What you will do:
In the data that follows, count each line with the string "clicks"; the reply is the number only.
[[ Records to process open ]]
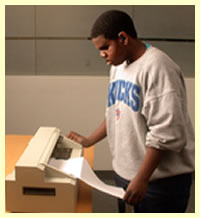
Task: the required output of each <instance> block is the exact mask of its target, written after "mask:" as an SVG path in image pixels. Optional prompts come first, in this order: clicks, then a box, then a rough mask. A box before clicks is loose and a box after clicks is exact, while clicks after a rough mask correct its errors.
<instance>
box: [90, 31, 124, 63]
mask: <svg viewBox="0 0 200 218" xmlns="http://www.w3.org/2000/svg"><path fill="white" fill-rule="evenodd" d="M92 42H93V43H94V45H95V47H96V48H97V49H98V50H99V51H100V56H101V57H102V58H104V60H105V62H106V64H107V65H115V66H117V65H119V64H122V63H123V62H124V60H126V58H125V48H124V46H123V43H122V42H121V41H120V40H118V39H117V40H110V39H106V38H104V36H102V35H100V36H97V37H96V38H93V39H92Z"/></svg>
[[ Records to process closed ]]
[[ Records to process open ]]
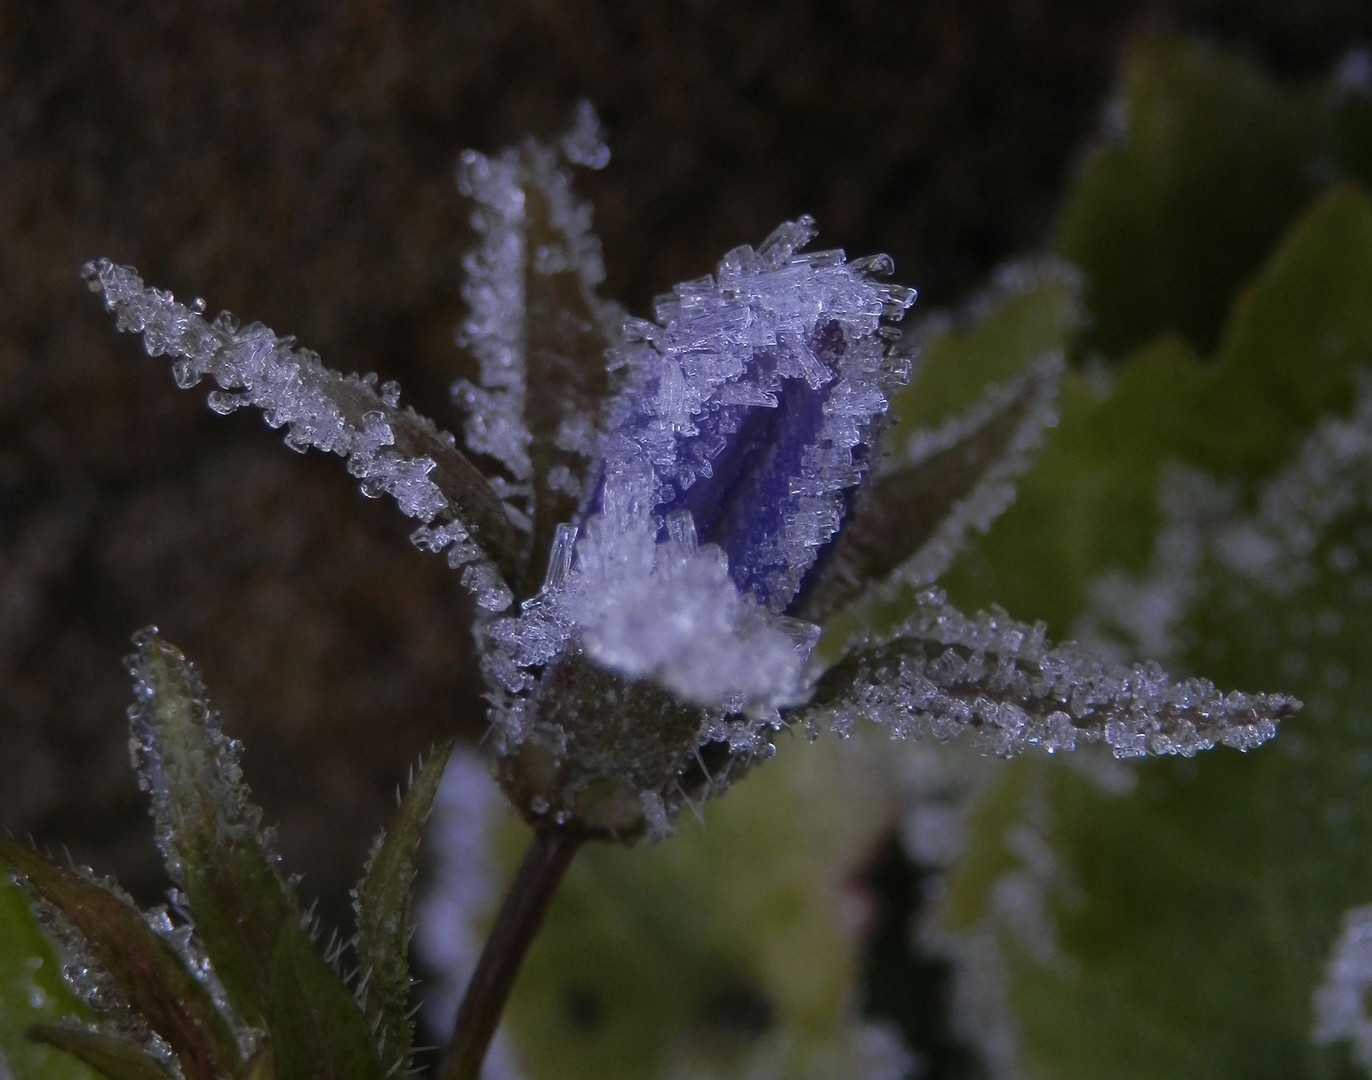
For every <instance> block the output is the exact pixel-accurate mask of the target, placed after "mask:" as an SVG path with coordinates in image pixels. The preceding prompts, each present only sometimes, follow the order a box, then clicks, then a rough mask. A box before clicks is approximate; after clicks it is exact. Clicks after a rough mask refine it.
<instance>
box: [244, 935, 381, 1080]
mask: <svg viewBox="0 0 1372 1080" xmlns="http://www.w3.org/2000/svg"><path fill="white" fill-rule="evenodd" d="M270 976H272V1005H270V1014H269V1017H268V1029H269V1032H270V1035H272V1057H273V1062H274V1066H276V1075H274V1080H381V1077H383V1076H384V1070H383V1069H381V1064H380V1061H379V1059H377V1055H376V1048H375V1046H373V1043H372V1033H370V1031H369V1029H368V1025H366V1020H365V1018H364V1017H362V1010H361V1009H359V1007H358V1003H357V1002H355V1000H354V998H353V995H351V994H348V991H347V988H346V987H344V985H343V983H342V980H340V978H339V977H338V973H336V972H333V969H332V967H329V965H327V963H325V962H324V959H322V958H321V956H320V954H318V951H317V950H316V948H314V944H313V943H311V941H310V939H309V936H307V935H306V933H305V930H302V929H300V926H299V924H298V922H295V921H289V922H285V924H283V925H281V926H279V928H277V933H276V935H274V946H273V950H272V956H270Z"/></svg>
[[ Records to process closed ]]
Solution to the exercise:
2